Dataset entries
——

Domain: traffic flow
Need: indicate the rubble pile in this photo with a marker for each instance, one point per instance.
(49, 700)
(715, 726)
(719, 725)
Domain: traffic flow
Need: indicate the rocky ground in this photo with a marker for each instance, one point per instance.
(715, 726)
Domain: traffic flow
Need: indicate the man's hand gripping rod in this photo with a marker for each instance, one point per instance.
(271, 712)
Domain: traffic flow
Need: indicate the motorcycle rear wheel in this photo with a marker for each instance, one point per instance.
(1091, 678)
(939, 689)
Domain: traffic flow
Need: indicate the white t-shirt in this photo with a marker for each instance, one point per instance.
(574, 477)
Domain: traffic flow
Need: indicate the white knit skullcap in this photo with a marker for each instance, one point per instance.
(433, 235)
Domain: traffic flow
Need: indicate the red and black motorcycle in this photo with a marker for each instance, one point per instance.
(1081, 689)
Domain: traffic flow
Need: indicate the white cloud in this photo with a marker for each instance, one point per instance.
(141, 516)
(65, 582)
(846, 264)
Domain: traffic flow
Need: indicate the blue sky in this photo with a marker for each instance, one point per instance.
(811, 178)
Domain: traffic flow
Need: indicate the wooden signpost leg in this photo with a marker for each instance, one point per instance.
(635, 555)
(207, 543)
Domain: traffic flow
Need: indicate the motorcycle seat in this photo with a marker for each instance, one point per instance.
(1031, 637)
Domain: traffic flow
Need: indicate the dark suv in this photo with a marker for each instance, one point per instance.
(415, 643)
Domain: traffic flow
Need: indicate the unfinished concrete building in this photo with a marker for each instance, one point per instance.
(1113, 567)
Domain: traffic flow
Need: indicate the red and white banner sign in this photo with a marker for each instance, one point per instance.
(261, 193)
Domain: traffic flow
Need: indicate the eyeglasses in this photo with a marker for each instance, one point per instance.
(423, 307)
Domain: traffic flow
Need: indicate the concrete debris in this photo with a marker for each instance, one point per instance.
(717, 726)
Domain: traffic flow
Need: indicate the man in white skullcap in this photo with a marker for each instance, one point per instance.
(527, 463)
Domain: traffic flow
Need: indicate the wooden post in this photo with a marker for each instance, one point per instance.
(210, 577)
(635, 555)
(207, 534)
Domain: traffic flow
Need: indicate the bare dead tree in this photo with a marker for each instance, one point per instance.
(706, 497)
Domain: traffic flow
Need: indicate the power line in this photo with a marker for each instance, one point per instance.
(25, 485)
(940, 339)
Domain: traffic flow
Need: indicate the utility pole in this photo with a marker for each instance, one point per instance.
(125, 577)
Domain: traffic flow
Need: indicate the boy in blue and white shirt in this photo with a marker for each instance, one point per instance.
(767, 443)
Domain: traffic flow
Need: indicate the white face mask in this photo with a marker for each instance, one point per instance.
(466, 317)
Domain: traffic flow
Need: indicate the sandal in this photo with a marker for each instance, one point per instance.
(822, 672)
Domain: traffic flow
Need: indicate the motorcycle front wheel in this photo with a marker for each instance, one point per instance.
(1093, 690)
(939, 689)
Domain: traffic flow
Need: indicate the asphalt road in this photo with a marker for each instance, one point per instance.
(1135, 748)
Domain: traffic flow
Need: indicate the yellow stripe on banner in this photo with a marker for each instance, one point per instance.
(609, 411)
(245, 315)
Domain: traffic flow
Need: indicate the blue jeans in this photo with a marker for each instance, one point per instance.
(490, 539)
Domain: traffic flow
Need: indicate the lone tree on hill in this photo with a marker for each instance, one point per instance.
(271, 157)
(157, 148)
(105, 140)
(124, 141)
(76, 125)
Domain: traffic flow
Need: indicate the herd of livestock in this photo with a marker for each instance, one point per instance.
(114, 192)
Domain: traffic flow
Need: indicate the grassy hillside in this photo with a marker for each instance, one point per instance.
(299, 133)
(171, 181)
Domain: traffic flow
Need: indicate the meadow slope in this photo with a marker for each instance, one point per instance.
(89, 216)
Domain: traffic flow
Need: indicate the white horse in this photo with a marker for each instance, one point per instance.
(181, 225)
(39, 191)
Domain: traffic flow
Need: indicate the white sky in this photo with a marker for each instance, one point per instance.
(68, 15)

——

### Problem requirements
Say every entry again, exactly as it reads.

### Exercise result
Domain: traffic flow
Need: indicate the rubble pile in this photo with a marker for each instance, one point per instance.
(49, 700)
(715, 726)
(719, 725)
Domain: traffic flow
Need: indicate the rocky ground in this photo with a marker for each instance, one point per instance.
(715, 726)
Domain: traffic flow
Need: indicate the man's hand gripping rod in this photo with a marker for each instance, one point per instance.
(271, 712)
Domain: traffic flow
Need: indicate the motorcycle rear wheel in this photo with a marker for each instance, one point per instance.
(1091, 678)
(939, 689)
Domain: traffic flow
Need: indicate the white t-shirt in this photo with a marker for each instance, one point per instance.
(574, 477)
Domain: traffic flow
Need: indicate the white knit skullcap in this photo with a marker for each instance, one point per instance.
(433, 235)
Domain: traffic flow
Need: indicate the red and black motorcycle in this photo with a marker for each instance, one point per instance.
(1081, 689)
Domain: traffic flow
Need: indicate the white cloud in this photo with a marker for each instance, one point per instance.
(141, 516)
(65, 582)
(846, 264)
Domain: traffic flow
Need: indicate the blue sky in this photo with a marker for each instance, one point per instance.
(811, 178)
Domain: traffic flow
Need: indicate the wooden signpost leg in this photo with a marker for each instance, one point per instance.
(635, 555)
(207, 543)
Domain: traffic flow
Need: indicate the motorcycle seat in this photo with a marker for each instance, one point per instance.
(1031, 637)
Domain: traffic flow
Need: indicate the dark suv in this photo with a marker for each instance, one point per instance.
(415, 643)
Domain: traffic flow
Need: indicate the unfinished concrete building in this photo with a marker for each instance, one point per instance.
(1113, 567)
Domain: traffic flow
Need: indicate the red and white banner sign in this photo with a marker for each instance, one point per instance.
(261, 193)
Domain: traffic flow
Need: indicate the eyeglasses in this photo with a marker for each instance, one point per instance.
(423, 307)
Domain: traffic flow
Need: indicate the concrete debris in this photo with a marker for each instance, one point per instance.
(717, 726)
Domain: traffic flow
Need: indicate the man in white skullcap in this photo with a marker for each instance, one point per instance.
(527, 463)
Domain: traffic flow
Need: indicate the wooden post in this photo with a marker for each instance, one point per instance.
(210, 577)
(635, 555)
(207, 534)
Domain: traffic flow
Need: indicate the bare dead tree in this photo with a marker for each instance, one point per instance.
(706, 497)
Domain: traffic flow
Need: indicate the power line in this photo with a marker for each instance, one point per instance.
(25, 485)
(940, 339)
Domain: traffic flow
Need: indicate the utility pole in this photo with a marker for each instance, one point per instance.
(125, 577)
Domain: traffic flow
Need: indicate the boy in blue and white shirt in this photo with a marker for each instance, one point per instance.
(767, 443)
Domain: traffic flow
Need: indicate the white face mask in this photo with a marker for each instance, one point per instance.
(466, 317)
Domain: traffic flow
Need: indicate the sandal in this photo with a marker for each instance, one point per instance.
(822, 672)
Domain: traffic flow
Need: indicate the motorcycle front wheel in this photo with a marker for each instance, one point per instance.
(1093, 690)
(939, 689)
Domain: traffic flow
Need: indicate the asphalt road in this photo with a marker for each instance, one point per instance.
(1135, 748)
Domain: traffic flow
Need: indicate the yellow stripe on banner in this photo with a marker for each instance, one point per instance.
(609, 411)
(245, 315)
Domain: traffic flow
Need: indicate the blue jeans in this photo with a marker for each instance, one point per instance.
(490, 539)
Domain: traffic flow
Need: indicate the lone tree on hill in this photo with a marker for each instance, one point per instance.
(271, 157)
(157, 148)
(105, 140)
(124, 141)
(76, 125)
Domain: traffic flow
Need: indicate the herd of livestock in this photo with a marker for each instance, one point per instance.
(114, 192)
Domain: traffic flow
Need: indicate the grassy hillside in this photo with a marker for each instance, one point per instance.
(299, 133)
(171, 181)
Domain: traffic flow
Need: indicate the meadow slope in this photo with a marker for each instance, one point per instance.
(89, 216)
Domain: traffic flow
Need: indicate the white horse in this photo with a marker for each instance, one point per instance.
(181, 225)
(39, 191)
Domain: traffic flow
Need: indicate the white sky in this photo with a marker for each instance, one point per instance.
(68, 15)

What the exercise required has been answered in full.